* _Task details_: From the listing below, set down exactly each line beginning with the one containing "Where can the yellow" and ending with the last.
Top of Provided data
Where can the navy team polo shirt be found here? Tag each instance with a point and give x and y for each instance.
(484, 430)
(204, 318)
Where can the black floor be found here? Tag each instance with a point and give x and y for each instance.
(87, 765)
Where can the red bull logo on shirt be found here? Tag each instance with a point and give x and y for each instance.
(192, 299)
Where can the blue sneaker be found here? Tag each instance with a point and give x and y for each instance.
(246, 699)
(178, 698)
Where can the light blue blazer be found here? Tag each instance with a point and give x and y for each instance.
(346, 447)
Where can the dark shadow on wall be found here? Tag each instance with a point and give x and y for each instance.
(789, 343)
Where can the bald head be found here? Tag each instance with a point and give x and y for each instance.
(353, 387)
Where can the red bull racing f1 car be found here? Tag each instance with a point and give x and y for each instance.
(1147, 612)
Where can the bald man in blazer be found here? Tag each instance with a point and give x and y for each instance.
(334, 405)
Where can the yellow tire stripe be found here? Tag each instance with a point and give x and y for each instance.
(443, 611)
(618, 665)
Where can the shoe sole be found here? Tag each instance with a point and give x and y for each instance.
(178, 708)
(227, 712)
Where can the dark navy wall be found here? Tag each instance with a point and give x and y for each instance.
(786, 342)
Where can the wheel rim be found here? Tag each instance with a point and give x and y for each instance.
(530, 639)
Bottom of Provided data
* _Finished task_:
Where can the yellow tire stripe be found here? Tag each instance with a point and give x and y for each instance.
(443, 611)
(618, 665)
Where can the shoe sole be found here? Tag each instance with a point and give x and y for each instance.
(178, 708)
(227, 712)
Where can the dark navy wall be found here? Tag each instance with a point and give x and y for each instance.
(786, 342)
Where can the wheel rim be found here? Tag each instance with a point and give x and y for each instance.
(530, 639)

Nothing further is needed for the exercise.